Quoted passage:
1) on thanksgiving, it will be the one year anneversary of my cutting...it seems longer, but that's how long I've been serious about it...T.T

2) My dad is going to move to the Ukraine in like, 8 months. That means, my life will utterly and completely change...I..I hate the idea because although I hate my dad, i don't want him to leave. he owes it to my mom to pay for something for me. it isn't fair. I doubt I'll miss him, and if he's going to move, he should get on with it and leave, the sooner the better.

3) my dad has made me evil. He always tries to tell me to do something that's evil. Like, last night, I was talking about slavery, and he said he thinks the slave owners were smart, he wants one, it wasn't that bad, working is like slavery, etc. and he used to tell me that black people are **insert racial slur of your choice here** i hate it, it's no good to tell him anything. how can one person be so mean? he doesn't know any black people, and yet he still thinks of them as lesser.

i mean, everybody is entitled to their own opinion, but when you judge a group of people based on what you see on tv, and never even meet even one person of who you're judging, it's ridiculous. and the sad thing is, people go by these morons instead of someone who knows the group...

and also, doesn't race not really matter? i mean, we're all people with eyes and ears and head and love and anger and sadness and families and brains...I think racism is the most utterly ridiculous, pointless thought train to ride...

the only people I'm really biased against are racists...does that make sense?

oh and to potential racists out there:

I AM NOT SORRY!!!!!!!!!!!!!!!!!! SCREW YOU!!!!!!!!!!!!!!!!!!!!!!!thank you!

What you are asked to do: According to the numbered post, where does the writer's father plan to move, and roughly when?

Data entries:

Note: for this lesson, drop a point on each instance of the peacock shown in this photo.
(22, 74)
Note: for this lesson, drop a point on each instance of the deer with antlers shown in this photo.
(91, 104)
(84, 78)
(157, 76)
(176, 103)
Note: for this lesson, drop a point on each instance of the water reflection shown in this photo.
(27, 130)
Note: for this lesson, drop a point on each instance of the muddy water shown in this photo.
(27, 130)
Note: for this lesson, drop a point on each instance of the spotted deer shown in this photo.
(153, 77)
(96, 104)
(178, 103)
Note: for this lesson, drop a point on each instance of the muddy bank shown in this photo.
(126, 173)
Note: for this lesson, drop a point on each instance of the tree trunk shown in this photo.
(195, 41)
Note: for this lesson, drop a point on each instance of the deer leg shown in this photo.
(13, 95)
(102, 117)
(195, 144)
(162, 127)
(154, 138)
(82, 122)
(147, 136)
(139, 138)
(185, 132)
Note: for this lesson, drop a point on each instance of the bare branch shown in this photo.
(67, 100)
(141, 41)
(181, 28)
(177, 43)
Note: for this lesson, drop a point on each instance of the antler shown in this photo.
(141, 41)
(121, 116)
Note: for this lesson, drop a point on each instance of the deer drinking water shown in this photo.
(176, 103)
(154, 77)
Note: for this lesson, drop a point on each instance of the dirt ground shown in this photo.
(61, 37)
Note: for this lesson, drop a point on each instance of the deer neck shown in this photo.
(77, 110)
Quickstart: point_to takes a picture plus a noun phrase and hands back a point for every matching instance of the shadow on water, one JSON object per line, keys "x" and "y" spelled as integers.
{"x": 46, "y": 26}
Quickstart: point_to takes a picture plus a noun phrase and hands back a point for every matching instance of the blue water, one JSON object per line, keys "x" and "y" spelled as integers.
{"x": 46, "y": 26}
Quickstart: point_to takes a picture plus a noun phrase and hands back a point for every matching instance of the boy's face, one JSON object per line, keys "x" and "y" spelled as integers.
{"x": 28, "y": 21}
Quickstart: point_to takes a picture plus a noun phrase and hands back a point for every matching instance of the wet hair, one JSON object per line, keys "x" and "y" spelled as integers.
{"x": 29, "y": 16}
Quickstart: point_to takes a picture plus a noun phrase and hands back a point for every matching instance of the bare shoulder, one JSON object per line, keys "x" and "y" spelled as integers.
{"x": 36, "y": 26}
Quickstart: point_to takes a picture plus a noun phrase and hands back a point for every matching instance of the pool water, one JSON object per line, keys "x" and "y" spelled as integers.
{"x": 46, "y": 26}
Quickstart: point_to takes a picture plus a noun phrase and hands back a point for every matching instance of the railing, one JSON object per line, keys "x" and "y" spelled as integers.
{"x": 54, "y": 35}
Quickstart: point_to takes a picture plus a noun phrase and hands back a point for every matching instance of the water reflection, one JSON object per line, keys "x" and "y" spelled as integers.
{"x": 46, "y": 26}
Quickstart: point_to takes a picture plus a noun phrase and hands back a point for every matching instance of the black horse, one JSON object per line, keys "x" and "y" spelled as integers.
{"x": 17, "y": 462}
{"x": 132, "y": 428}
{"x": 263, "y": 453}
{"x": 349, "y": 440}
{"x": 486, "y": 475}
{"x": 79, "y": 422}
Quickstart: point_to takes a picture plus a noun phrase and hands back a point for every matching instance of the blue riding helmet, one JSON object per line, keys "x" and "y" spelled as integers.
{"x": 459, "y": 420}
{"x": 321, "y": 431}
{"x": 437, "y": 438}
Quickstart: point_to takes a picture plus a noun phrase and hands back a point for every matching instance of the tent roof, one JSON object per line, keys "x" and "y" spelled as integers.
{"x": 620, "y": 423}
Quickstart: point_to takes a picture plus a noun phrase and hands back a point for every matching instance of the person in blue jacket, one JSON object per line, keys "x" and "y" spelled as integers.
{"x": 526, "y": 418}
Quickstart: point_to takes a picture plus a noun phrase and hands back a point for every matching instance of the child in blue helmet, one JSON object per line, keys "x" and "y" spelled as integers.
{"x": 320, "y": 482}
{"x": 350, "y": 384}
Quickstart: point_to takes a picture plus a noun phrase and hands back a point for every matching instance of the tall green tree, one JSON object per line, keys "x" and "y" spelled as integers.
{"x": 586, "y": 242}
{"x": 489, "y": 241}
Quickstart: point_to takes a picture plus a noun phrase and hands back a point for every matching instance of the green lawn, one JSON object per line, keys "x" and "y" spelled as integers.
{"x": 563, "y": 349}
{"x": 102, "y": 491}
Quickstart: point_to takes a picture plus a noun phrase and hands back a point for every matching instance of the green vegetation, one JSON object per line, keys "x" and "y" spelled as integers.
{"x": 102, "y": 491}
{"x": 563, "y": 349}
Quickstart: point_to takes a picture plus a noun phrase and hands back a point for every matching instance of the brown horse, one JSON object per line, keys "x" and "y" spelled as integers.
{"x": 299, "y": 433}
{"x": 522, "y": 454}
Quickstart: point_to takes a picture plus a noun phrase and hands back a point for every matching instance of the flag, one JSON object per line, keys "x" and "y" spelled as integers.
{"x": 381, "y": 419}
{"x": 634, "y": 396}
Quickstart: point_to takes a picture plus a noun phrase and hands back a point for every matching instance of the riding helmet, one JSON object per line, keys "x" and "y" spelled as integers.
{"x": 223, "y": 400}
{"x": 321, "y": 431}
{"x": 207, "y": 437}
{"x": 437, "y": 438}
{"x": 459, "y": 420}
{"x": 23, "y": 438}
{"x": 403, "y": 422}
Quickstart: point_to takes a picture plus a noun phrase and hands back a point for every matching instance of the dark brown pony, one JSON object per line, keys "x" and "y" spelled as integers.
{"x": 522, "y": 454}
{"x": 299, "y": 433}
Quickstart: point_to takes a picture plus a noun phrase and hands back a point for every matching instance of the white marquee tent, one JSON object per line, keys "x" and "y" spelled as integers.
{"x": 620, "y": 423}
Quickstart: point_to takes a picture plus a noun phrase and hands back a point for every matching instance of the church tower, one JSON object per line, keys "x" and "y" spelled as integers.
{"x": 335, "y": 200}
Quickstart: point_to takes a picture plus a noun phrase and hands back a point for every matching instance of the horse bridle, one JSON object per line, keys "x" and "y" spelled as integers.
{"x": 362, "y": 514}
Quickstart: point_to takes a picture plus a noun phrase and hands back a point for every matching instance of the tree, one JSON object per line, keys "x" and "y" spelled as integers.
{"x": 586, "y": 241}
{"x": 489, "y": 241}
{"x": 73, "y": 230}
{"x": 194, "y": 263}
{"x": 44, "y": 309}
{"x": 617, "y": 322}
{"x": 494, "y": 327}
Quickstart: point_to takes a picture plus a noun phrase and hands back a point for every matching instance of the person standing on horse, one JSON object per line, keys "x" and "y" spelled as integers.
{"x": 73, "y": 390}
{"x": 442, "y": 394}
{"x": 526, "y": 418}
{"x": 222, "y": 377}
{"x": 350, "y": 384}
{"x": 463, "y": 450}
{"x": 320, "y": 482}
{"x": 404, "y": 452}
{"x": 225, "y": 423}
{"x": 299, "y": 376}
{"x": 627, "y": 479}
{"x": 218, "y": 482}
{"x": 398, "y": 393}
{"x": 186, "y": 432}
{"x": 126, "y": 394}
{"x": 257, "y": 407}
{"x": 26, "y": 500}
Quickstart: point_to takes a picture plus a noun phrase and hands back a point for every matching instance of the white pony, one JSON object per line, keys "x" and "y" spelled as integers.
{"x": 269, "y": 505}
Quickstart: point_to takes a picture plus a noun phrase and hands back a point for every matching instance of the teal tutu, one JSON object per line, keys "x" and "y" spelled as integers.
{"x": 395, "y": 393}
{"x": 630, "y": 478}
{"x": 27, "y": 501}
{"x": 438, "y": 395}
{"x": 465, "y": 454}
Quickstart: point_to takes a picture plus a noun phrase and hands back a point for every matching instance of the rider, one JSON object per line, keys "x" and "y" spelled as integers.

Reply to the exercise: To the Ukraine, in about eight months.